Тем не менее, несмотря на выраженное Сталиным в письме к Молотову удовлетворение тем, что в октябре 1930 г. «Тухачевский оказался чистым на все 100 %», при появлении в последующие годы каких-либо внутрипартийных группировок, действовавших, так или иначе, против Сталина, следователи ОГПУ настороженно интересовались возможной связью с ними Тухачевского. Так было, к примеру, в деле «о группе Смирнова А.П., Эйсмонта и др.» в ноябре 1932 г. Как следует из следственных материалов, «заговорщики» выясняли: «А какое настроение у Тухачевского?» Н.Б. Эйсмонт в своих показаниях от 27 ноября 1932 г., очевидно, на вопрос следователя Г. Молчанова отвечал: «О настроениях Тухачевского я у Попонина не интересовался». В свою очередь, упомянутый В.Ф. Попонин в своих показаниях, также, видимо, отвечая на вопросы того же следователя, рассказывая о Н.Б. Эйсмонте, сообщал: «Он (т. е. Эйсмонт) продолжал разговор в таком духе: интересно знать настроения некоторых лиц, в частности, назвал Тухачевского, «каковы его настроения?» Я ответил, что я не знаю, так как с 1920 г. его не видал». Вновь фамилия будущего маршала всплывает в вопросах следователя на очной ставке Эйсмонта и Попонина в тот же день, 27 ноября 1932 г. «Какие разговоры были у вас с Эйсмонтом о Тухачевском?» — задал следователь вопрос Попонину. «Эйсмонт говорил, — отвечал арестованный, — что в случае войны советскую власть поддержат только рабочие Ленинграда, Москвы и центральных областей, а советские окраины вряд ли. И здесь же спросил, интересно знать настроения Тухачевского, я сказал, что Тухачевского не видел с 1920 г.». Эйсмонт на эти показания Попонина ответил: «Разговора о Тухачевском не помню».

ЗАДАНИЯ:
1. Перечислите всех людей, которые названы по фамилии во фрагменте о Тухачевском.
2. Определите, соответствуют ли фрагменту о Тухачевском утверждения (а), (б) и (в). Каждый ответ («да» или «нет») подкрепите точной цитатой из фрагмента.
(а) Очная ставка Эйсмонта и Попонина прошла 27 ноября 1932 г.
(б) По словам Попонина, после 1920 г. он встречался с Тухачевским.
(в) На очной ставке Эйсмонт подтвердил, что разговор о Тухачевском был.
3. Допишите фрагмент о Тухачевском, начав сразу после его последнего предложения.
Записи ниже представляют собой отдельный материал и к фрагменту не относятся.

ИСХОДНЫЕ ДАННЫЕ:
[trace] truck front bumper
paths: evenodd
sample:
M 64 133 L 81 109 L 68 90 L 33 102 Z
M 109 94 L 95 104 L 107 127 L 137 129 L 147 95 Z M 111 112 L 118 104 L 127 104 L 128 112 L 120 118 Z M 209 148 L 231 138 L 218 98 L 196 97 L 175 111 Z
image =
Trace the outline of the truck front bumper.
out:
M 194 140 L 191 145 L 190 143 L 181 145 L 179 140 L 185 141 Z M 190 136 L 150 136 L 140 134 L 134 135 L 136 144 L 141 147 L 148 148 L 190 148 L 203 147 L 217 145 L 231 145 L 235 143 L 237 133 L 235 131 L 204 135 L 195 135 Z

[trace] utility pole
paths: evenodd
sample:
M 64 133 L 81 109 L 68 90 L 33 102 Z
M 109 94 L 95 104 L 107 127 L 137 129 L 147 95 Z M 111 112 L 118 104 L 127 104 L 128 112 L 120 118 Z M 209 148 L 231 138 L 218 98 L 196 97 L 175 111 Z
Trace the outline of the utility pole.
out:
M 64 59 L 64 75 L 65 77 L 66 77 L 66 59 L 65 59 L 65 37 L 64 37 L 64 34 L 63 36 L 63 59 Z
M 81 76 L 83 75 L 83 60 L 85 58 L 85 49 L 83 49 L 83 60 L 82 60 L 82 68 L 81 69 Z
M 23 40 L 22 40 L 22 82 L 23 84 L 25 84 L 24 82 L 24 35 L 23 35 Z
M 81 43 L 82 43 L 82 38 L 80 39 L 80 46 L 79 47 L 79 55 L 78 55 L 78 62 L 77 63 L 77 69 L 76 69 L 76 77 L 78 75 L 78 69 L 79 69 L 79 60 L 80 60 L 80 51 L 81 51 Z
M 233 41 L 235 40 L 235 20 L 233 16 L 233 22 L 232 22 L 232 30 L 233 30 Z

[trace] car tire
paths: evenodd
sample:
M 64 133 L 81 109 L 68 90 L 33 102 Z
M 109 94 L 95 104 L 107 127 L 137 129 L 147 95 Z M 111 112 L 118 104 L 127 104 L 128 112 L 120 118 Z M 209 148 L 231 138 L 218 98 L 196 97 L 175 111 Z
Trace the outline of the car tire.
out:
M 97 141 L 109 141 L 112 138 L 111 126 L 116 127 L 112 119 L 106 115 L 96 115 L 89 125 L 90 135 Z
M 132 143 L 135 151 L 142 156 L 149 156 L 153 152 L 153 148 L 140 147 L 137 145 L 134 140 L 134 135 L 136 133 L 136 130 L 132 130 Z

ОТВЕТЫ К ЗАДАНИЯМ:
1. Сталин, Молотов, Тухачевский, А.П. Смирнов, Н.Б. Эйсмонт, Г. Молчанов, В.Ф. Попонин.

2.
(а) Да: «на очной ставке Эйсмонта и Попонина в тот же день, 27 ноября 1932 г.»
(б) Нет: «я сказал, что Тухачевского не видел с 1920 г.»
(в) Нет: «Разговора о Тухачевском не помню».

3.
В контексте приведенных показаний не столь важна степень причастности или непричастности Тухачевского к указанному делу. Важно то, что и любая оппозиция, судя по приведенным разговорам, размышляя о смене власти, интересовалась, что вполне естественно, возможным привлечением к себе армии. И в таких разговорах обязательно появлялось имя Тухачевского, и только его. В нем, похоже, видели уже, можно сказать, «дежурного» и «потенциального заговорщика», готового присоединиться к любой оппозиции и любой конспирации. О Тухачевском вспоминал и А. Енукидзе, давая показания о «кремлевском заговоре» 1933–1935 гг., как о человеке, который хотя и не вовлечен еще в заговор, но обязательно присоединится к нему.

Однако, начиная с лета 1931 г. и до конца своей жизни и карьеры, Тухачевский, лишенный своих реальных военных средств воздействия на политику, перестал быть действенной силой какой-либо внутриполитической борьбы. Отныне он остался лишь «именем», известным, знаменитым «именем», вокруг которого, как вокруг знамени или лозунга, можно было объединить недовольных властью, политическую или социальную ей оппозицию. Можно было под «именем- знаменем Тухачевский» действовать на внешнеполитическом поле, представляя СССР в «военно-аристократическом» облике Тухачевского, вводя в заблуждение зарубежных политических партнеров и врагов. Однако в качестве реальной политической или военно-политической силы на поле внутриполитической борьбы Тухачевский больше не существовал, в частности в 1936–1937 гг. Реальную силу, начиная с 1931-го и по 1937 г., представляли другие, новые «военные вожди».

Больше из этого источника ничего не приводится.